#### TEXT TO READ

--- Start ---

Frances and Mary Rowell - JEB WALLACE-BRODEUR
  • Jeb Wallace-brodeur
  • Frances and Mary Rowell

Trying to phone Frances and Mary Rowell, the musician-sisters who form the core of Craftsbury Chamber Players, is a revealing process. There is no cell coverage at Mary's Craftsbury house, where Fran, the cellist, is staying for the summer. Fran emails that she can drive down the road to the home of their father, Morris Rowell, 83, who has a working landline. Meanwhile, Mary, the violinist, is driving back from a gig in the Northeast Kingdom. She knows a spot with cell coverage an hour up the road, she manages to convey through crackling static.

Given the remoteness of the Rowells' location, it's something of a marvel that one of Vermont's premier chamber-music festivals comes together there every summer. Musicians come from around the country and the globe to stay at Morris' seven-bedroom house — where he cooks their dinners — and play six Wednesday concerts at the University of Vermont Recital Hall in Burlington. They repeat each program on Thursdays at the Hardwick Town House, and offer free afternoon mini concerts for children in both locations.

While some Vermont festivals — such as the Marlboro Music Festival — offer musicians marketing and renown, the Craftsbury Chamber Players have a different draw: friendship.

"The purpose of this group is people," declares Fran of the festival cofounded 50 years ago by the Rowell sisters' stepmother, pianist Mary Anthony Cox. "People who love to play together, people who love to come hear music. It's this network of music lovers that makes [the festival] viable."

That has remained a constant through the Players' recent changing of the guard. Cox retired from running the festival last year, at the age of 82. Fran, 55, is now music director — though she consulted with Cox on this year's programming in minute detail.

The new executive director is Northeast Kingdom native Hal Parker of Glover. Trained in choral singing, he recently returned to the area after a 20-year international career in conflict mediation.

"It's sort of a family business," Parker says of the festival, adding that he "vividly" remembers attending his first Players concert in 1972. "This is a generational shift."

The Players were founded when summer residents of Caspian Lake invited Ann Rylands, a Juilliard-trained violinist, to start a chamber fest in the area. Rylands brought along her sister, cellist Mary Lou Rylands, and pianists Allan Birney and Cox. The group gave their first concert in 1965 in the Sterling College dining hall to an audience of 35, according to Fran.

At the time, the Rowell sisters were 5 and 6 years old. Their mother, Carol, a pianist who had introduced her daughters to music, was "beside herself" that professional musicians had arrived in the area, Fran recalls. For the girls, the concerts were a revelation. "It was the first time we saw real people — not on TV — play this music. They were attractive and funny; they'd laugh."

--- End ---

#### BRIEF
Resume the article about the Craftsbury Chamber Players, picking up after its last sentence.

#### Records held in a dataset
--- Start ---

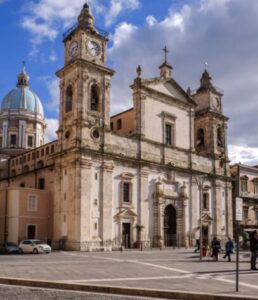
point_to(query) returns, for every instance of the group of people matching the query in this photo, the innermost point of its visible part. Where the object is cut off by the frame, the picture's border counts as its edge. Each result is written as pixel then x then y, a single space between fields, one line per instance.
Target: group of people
pixel 229 246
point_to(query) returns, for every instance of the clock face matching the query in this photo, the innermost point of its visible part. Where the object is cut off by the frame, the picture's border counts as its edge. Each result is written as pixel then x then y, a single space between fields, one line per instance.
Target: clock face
pixel 93 48
pixel 73 49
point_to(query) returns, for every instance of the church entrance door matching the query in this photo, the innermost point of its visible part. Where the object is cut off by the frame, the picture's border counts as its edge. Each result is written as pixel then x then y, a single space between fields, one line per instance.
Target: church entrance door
pixel 126 235
pixel 170 226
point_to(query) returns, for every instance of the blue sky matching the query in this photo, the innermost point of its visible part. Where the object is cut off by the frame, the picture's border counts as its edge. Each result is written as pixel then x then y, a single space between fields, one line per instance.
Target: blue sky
pixel 221 32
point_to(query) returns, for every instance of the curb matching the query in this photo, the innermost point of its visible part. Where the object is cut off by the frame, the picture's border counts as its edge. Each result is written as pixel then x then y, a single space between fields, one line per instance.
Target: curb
pixel 121 290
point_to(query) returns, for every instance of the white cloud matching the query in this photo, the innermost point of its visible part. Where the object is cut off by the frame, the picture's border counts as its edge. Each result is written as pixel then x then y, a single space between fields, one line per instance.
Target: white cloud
pixel 122 34
pixel 54 92
pixel 117 6
pixel 151 21
pixel 222 32
pixel 50 133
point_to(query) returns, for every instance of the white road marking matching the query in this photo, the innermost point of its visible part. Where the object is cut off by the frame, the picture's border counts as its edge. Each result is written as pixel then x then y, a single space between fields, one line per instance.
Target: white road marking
pixel 206 276
pixel 128 278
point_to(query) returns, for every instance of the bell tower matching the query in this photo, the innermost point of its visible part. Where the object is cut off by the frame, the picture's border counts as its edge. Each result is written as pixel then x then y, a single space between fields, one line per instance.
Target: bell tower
pixel 84 84
pixel 210 123
pixel 84 122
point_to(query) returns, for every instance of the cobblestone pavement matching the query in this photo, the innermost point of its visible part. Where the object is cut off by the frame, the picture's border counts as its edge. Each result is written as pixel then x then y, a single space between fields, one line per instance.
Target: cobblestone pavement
pixel 174 269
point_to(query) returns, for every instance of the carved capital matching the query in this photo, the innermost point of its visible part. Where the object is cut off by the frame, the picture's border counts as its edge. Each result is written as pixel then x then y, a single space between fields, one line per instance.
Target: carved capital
pixel 108 166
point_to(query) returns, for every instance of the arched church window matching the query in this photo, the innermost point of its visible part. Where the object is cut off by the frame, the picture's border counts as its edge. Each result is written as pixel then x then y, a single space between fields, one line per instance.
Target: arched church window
pixel 200 137
pixel 94 97
pixel 219 137
pixel 205 203
pixel 69 99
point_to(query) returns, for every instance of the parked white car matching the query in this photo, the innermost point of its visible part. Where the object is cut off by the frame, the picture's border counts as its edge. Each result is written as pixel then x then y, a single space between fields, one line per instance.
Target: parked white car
pixel 34 246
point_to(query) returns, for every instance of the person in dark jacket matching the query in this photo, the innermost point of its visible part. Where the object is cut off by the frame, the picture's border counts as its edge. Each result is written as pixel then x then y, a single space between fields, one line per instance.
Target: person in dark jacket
pixel 253 248
pixel 215 246
pixel 228 249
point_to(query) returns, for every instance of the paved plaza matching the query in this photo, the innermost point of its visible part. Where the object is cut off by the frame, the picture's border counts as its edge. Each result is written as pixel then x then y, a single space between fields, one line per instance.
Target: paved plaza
pixel 166 270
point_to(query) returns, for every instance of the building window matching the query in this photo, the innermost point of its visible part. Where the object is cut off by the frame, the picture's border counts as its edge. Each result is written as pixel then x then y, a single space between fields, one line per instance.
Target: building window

--- End ---

#### RESPONSE TO THIS TASK
By the time the girls' mother died in 1973, Cox had become a mentor to both sisters, hosting them in her New York City apartment during their weekly visits to study at Juilliard, where both later earned bachelor's and master's degrees. Cox, who taught for nearly five decades at Juilliard, eventually married Morris.

Mary has played with the Players every year since 1979, Fran since 2005. Meanwhile, both have pursued ever-expanding careers. Fran, a detail-oriented person with an efficient haircut and a ready business card, lives in New Jersey, where she plays with the symphony orchestra and teaches at Montclair State University.

Fran has a special interest in bringing children to music. At a concert at the Pierson Library in Shelburne this spring, she and Mary played the theme from the Harry Potter movies to a group of riveted elementary schoolers and shushed toddlers. Next up was a work Fran wrote to accompany a reading of the children's book The Fiddler of the Northern Lights, by Vermont author (and the sisters' cousin) Natalie Kinsey-Warnock.

Fran comments that "from the very beginning [of the Players], there was this sense that you gotta get the kids — you needed to give them access to this." Instead of using the afternoon concerts to introduce music written for children, such as Saint-Saëns' "The Carnival of the Animals," the Players simply preview that night's program. "They get it," Fran declares. "They're closer to nonverbal communication than adults are."

Mary, meanwhile, has maintained a New York City-based career as a genre-bending violinist — a role that goes well with her six-foot stature and unruly mass of blond corkscrew curls. She has played violin on two albums of Nonesuch Records' Tango Project; cofounded the "post-classical" chamber group ETHEL (which she left in 2011 for health reasons); and joined composer Eve Beglarian to form BRIM, a duo in which she plays electric violin. With Beglarian, Mary recently bought a house in Brandon to reduce travel time to New York and to Middlebury College, where she is an affiliate artist.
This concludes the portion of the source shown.